Dataset items
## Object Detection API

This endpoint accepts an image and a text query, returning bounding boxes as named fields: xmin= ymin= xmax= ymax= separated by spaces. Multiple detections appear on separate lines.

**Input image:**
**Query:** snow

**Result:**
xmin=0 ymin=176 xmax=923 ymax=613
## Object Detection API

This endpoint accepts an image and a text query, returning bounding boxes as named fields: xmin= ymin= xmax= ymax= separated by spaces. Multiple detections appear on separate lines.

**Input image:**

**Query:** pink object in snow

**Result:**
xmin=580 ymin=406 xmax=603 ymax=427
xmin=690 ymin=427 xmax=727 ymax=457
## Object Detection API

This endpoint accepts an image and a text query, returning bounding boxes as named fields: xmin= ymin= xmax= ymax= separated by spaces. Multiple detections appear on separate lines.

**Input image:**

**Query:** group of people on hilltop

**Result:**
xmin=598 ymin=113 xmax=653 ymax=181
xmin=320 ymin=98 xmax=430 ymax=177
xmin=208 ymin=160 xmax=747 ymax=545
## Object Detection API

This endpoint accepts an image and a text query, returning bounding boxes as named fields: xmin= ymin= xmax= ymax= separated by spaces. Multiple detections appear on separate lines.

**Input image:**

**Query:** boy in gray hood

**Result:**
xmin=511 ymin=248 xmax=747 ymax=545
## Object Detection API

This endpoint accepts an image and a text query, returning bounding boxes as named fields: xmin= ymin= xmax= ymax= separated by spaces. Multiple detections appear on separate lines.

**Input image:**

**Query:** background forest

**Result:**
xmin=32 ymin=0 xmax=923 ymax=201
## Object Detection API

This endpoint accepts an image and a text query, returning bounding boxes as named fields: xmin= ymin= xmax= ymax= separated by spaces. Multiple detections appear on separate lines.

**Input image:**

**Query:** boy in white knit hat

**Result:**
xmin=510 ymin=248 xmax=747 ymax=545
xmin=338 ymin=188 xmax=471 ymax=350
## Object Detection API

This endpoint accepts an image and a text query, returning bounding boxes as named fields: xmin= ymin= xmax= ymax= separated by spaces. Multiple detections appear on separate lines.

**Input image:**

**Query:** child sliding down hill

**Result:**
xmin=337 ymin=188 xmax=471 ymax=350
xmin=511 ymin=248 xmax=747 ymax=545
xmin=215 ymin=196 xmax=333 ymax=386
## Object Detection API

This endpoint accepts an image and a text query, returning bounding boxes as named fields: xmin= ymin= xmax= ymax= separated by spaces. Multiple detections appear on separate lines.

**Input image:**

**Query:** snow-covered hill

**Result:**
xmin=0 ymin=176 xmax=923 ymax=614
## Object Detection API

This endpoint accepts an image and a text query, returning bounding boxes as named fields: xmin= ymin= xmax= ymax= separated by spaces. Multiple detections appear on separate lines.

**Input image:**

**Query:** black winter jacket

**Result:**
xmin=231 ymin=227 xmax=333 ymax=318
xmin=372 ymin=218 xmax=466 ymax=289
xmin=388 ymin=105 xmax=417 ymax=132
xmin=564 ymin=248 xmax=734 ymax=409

## WHAT IS ASKED
Format the lines from the start of the material through the line containing "xmin=0 ymin=176 xmax=923 ymax=613", inclusive, as a JSON list of strings, one string per line. Omit blank lines.

## EXERCISE ANSWER
[
  "## Object Detection API",
  "This endpoint accepts an image and a text query, returning bounding boxes as named fields: xmin= ymin= xmax= ymax= separated by spaces. Multiple detections appear on separate lines.",
  "**Input image:**",
  "**Query:** snow",
  "**Result:**",
  "xmin=0 ymin=176 xmax=923 ymax=613"
]